TASK INSTRUCTIONS: Produce an exact copy of the lines from the line that contains "# test: point on every instance of the human" to the end of the listing below.

***

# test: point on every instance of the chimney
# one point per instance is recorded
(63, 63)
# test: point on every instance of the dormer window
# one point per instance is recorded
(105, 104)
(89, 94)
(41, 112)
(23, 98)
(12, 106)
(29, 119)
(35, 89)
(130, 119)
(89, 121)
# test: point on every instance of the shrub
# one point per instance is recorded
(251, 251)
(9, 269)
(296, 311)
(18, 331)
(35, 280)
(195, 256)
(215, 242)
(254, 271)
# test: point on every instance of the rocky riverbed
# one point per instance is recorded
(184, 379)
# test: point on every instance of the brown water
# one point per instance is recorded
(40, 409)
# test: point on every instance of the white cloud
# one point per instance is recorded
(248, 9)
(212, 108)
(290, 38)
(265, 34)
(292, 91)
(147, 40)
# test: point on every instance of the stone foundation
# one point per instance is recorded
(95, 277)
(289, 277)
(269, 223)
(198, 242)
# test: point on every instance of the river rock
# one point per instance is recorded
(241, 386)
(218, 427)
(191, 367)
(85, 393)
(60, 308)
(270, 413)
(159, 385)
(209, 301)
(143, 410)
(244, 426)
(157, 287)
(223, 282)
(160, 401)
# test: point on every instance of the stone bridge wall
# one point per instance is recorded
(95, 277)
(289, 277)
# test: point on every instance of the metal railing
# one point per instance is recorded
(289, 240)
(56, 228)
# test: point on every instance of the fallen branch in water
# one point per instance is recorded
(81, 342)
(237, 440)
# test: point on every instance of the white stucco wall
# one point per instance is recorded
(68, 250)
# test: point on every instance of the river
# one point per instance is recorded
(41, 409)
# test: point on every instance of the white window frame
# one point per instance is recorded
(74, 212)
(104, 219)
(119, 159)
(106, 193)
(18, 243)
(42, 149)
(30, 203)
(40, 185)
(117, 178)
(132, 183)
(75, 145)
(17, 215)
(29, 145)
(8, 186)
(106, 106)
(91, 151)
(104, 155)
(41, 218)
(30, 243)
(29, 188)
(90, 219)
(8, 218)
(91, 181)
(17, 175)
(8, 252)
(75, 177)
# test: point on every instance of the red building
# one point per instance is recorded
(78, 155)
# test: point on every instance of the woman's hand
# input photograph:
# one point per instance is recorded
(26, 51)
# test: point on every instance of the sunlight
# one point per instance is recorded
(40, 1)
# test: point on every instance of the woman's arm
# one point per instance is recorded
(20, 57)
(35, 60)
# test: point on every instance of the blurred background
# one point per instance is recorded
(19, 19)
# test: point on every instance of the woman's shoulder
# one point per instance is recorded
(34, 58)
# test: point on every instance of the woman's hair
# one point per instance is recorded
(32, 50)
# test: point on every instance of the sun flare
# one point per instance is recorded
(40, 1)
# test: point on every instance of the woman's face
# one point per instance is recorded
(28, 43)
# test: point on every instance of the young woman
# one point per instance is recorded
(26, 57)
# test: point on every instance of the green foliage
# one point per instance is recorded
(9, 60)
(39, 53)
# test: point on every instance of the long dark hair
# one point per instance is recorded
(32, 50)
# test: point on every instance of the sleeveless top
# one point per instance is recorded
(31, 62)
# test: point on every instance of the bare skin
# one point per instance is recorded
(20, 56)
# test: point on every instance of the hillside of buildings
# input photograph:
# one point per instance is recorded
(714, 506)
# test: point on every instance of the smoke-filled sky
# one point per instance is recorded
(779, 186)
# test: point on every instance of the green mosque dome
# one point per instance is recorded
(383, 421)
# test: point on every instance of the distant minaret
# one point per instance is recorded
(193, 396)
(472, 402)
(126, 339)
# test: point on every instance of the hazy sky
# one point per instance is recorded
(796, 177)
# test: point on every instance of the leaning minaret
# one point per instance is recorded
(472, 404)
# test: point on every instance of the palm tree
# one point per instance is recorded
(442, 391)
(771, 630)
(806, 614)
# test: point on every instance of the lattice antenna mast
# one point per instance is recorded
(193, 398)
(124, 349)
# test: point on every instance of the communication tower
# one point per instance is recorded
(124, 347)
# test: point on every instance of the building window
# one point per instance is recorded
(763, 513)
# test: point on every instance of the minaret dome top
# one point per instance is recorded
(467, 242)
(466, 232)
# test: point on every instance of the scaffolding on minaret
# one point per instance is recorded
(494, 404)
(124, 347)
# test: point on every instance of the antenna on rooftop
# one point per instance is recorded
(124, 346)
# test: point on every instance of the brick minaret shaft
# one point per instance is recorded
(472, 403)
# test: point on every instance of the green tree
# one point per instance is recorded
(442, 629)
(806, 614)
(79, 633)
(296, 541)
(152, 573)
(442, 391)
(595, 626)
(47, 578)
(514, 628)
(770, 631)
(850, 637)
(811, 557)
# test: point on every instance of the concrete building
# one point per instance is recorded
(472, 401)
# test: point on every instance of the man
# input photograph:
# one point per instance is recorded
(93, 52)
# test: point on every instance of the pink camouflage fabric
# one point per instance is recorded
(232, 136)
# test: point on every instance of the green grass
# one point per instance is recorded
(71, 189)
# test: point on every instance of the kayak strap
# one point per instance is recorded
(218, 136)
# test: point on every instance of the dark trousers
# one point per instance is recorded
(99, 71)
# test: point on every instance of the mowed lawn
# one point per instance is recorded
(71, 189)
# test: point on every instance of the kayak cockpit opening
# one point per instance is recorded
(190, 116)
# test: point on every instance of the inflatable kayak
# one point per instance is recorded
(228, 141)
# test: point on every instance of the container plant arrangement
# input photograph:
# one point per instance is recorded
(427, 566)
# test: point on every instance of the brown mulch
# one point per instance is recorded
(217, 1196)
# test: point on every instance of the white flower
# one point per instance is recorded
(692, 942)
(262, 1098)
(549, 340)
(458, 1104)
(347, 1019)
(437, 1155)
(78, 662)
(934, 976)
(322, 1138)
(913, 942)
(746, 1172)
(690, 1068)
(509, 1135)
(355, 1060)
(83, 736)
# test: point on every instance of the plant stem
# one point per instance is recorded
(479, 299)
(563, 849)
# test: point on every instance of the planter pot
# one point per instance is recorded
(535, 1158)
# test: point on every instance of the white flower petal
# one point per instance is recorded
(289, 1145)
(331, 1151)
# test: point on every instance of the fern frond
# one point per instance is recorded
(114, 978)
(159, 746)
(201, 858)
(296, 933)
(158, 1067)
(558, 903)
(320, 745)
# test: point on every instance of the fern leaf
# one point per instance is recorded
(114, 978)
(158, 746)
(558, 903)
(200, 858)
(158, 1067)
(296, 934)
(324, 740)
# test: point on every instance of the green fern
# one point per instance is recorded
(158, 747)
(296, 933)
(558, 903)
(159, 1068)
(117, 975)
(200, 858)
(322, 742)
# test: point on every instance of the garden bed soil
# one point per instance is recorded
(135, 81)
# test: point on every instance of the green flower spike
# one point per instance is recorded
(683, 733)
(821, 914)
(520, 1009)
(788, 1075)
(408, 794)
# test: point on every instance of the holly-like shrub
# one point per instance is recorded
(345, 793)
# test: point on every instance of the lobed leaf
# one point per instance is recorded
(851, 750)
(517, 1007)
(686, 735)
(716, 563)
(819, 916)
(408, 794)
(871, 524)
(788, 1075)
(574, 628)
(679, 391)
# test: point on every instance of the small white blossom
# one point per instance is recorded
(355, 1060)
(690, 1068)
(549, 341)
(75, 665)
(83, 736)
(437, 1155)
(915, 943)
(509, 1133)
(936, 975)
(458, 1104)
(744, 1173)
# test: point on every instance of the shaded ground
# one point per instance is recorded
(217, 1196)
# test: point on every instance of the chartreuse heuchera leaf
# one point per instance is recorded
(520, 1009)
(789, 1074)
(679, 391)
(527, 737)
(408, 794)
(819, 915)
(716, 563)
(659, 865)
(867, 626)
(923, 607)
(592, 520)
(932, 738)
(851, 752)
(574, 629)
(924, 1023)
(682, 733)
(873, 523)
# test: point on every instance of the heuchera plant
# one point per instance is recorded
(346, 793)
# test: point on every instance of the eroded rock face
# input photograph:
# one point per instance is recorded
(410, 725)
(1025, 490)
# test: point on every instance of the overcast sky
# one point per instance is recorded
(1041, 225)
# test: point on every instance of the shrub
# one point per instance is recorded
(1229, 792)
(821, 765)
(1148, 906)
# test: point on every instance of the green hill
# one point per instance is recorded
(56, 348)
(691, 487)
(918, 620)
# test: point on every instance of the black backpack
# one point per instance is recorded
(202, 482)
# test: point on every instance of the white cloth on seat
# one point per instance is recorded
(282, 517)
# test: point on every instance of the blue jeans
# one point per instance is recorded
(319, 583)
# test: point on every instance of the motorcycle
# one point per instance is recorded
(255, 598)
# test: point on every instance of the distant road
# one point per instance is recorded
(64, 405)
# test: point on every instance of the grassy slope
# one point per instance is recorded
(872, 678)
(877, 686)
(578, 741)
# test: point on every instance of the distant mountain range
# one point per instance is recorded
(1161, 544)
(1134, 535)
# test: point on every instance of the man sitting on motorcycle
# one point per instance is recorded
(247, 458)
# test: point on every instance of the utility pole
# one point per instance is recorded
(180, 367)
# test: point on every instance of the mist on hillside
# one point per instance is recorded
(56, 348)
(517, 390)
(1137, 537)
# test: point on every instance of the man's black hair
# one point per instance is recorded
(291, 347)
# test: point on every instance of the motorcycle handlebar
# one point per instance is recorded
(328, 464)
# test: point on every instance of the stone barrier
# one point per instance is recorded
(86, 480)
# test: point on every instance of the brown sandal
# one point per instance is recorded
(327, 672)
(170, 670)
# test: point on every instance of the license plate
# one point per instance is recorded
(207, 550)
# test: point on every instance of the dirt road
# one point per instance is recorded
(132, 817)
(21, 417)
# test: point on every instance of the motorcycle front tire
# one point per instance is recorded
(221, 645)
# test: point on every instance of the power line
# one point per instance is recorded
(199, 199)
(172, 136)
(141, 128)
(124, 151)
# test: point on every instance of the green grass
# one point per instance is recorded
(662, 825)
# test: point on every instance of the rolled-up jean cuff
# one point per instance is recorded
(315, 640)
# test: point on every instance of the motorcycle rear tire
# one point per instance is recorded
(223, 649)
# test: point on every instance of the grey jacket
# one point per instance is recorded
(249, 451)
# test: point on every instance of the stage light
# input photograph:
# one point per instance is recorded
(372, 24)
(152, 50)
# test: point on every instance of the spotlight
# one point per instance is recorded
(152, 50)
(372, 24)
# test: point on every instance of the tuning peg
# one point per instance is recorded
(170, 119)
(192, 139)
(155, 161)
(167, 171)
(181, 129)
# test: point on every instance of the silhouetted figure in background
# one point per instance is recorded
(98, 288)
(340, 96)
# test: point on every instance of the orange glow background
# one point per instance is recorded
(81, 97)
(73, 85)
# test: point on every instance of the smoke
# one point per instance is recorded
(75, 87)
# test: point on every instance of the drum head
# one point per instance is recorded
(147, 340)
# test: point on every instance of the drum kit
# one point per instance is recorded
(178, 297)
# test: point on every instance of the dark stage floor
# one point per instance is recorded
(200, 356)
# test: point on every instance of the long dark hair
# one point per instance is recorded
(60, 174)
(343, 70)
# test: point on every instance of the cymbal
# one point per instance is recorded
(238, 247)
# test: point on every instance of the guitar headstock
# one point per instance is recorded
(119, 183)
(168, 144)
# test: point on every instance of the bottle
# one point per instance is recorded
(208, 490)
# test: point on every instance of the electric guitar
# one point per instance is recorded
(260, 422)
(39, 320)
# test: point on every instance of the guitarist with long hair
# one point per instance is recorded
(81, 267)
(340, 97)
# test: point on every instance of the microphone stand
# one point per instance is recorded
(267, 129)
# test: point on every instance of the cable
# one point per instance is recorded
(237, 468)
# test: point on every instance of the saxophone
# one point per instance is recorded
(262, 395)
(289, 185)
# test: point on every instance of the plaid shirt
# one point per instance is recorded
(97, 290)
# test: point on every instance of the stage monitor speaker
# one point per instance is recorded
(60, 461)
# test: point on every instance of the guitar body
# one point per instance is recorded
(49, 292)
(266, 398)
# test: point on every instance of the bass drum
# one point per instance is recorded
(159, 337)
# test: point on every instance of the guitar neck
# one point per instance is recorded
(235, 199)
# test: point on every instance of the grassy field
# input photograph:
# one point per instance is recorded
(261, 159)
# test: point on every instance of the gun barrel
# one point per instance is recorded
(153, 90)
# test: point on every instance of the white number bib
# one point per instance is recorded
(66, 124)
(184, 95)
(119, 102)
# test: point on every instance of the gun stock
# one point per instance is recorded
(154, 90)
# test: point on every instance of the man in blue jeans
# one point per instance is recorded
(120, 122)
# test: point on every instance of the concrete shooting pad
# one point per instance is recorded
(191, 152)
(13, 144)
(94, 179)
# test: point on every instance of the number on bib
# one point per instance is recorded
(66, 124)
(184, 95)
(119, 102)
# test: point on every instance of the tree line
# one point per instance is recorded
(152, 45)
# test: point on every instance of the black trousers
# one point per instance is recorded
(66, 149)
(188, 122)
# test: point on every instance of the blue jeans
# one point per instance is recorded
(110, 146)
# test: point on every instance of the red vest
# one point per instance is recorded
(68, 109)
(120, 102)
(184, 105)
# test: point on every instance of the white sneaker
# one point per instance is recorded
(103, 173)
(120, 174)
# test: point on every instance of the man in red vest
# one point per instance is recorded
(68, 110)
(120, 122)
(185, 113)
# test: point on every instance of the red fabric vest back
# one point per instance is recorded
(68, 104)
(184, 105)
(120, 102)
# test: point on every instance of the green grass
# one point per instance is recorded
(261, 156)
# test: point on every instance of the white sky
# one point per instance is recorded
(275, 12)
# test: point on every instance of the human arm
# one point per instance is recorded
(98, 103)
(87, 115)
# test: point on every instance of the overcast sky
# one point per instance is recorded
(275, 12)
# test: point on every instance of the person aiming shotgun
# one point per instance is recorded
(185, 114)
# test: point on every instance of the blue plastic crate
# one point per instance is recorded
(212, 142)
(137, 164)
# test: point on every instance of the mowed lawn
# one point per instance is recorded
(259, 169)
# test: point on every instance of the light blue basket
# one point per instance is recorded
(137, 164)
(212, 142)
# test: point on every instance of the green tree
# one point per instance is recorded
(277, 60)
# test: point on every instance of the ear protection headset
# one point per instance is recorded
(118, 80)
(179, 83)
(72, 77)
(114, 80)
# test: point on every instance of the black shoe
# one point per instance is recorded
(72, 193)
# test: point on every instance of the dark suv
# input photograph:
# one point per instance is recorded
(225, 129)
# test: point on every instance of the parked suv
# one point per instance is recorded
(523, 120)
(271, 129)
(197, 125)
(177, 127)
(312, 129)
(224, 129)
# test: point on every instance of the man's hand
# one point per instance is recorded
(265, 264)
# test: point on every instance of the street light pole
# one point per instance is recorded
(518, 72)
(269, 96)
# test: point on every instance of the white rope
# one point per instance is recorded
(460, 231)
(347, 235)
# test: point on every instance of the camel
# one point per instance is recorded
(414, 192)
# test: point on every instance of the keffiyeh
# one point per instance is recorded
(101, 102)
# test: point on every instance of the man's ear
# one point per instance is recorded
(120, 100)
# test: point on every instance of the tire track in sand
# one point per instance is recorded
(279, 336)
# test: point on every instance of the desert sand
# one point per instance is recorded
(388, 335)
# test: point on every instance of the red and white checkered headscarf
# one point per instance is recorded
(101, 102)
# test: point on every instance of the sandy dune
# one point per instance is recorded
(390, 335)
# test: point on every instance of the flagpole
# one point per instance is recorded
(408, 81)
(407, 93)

***

SOLUTION TO THIS EXERCISE:
# test: point on every instance of the human arm
# one point per instance is recorded
(98, 103)
(87, 115)
# test: point on every instance of the overcast sky
# one point per instance is recorded
(275, 12)
# test: point on every instance of the person aiming shotgun
# one point per instance is recorded
(185, 114)
# test: point on every instance of the blue plastic crate
# one point per instance is recorded
(212, 142)
(137, 164)
# test: point on every instance of the mowed lawn
# one point per instance is recorded
(259, 169)
# test: point on every instance of the light blue basket
# one point per instance is recorded
(137, 164)
(212, 142)
# test: point on every instance of the green tree
# one point per instance is recorded
(277, 60)
# test: point on every instance of the ear protection headset
# one point per instance is recorded
(118, 80)
(179, 83)
(72, 77)
(114, 80)
# test: point on every instance of the black shoe
# one point per instance is recorded
(72, 193)
# test: point on every instance of the dark suv
# input photograph:
# one point per instance is recorded
(225, 129)
# test: point on every instance of the parked suv
# one point per instance is recorded
(523, 120)
(271, 129)
(197, 125)
(177, 127)
(312, 129)
(224, 129)
# test: point on every instance of the man's hand
# one point per instance is recorded
(265, 264)
# test: point on every instance of the street light pole
# one point per instance is recorded
(518, 72)
(269, 96)
# test: point on every instance of the white rope
# one point per instance is recorded
(460, 231)
(347, 235)
# test: point on every instance of the camel
# one point per instance is recorded
(414, 192)
# test: point on every instance of the keffiyeh
# one point per instance is recorded
(101, 102)
# test: point on every instance of the man's ear
# one point per instance is recorded
(120, 100)
# test: point on every instance of the tire track in sand
# one point per instance is recorded
(279, 336)
# test: point on every instance of the desert sand
# one point per instance is recorded
(388, 335)
# test: point on every instance of the red and white checkered headscarf
# one point per instance is recorded
(101, 102)
# test: point on every instance of the sandy dune
# one point per instance is recorded
(390, 335)
# test: point on every instance of the flagpole
# one point per instance is recorded
(408, 81)
(407, 93)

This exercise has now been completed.